◆ YOUR ASSIGNMENT
Of the entries below, repeat exactly only those lines from the one containing "front visible in this interface?" through the last line, with pictures omitted.
---------- DATA FOR ANALYSIS ----------
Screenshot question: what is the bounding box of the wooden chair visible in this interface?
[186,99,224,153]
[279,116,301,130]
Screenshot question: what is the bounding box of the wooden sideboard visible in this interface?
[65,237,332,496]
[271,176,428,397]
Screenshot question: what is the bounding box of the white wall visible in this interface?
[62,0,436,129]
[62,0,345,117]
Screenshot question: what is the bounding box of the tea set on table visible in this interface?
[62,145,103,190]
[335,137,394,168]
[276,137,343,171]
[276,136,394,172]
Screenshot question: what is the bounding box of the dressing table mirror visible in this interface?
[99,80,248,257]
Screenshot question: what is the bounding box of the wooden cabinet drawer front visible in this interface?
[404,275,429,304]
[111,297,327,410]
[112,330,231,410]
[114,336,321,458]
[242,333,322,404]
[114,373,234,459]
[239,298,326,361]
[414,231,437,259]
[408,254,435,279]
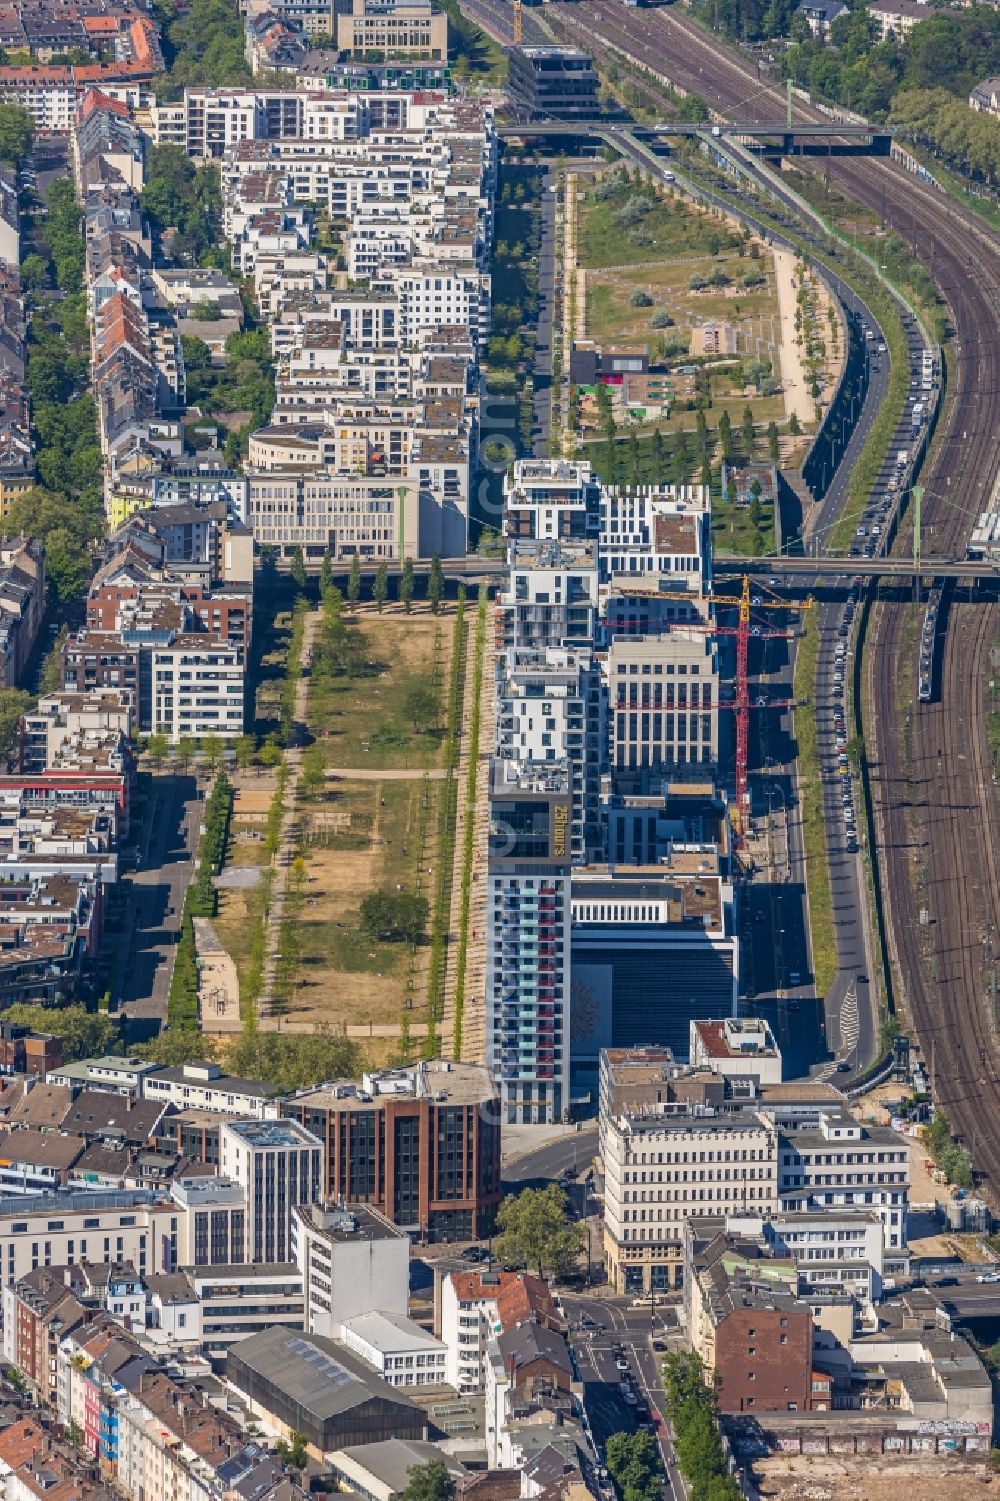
----------
◆ TASK SOLUTION
Screenshot question: what is the bounding box of the wooden cabinet drawer front visible in this interface?
[404,275,429,304]
[111,297,327,410]
[112,330,231,410]
[114,336,321,458]
[242,333,322,404]
[114,373,234,459]
[239,298,326,361]
[414,231,437,259]
[408,254,435,279]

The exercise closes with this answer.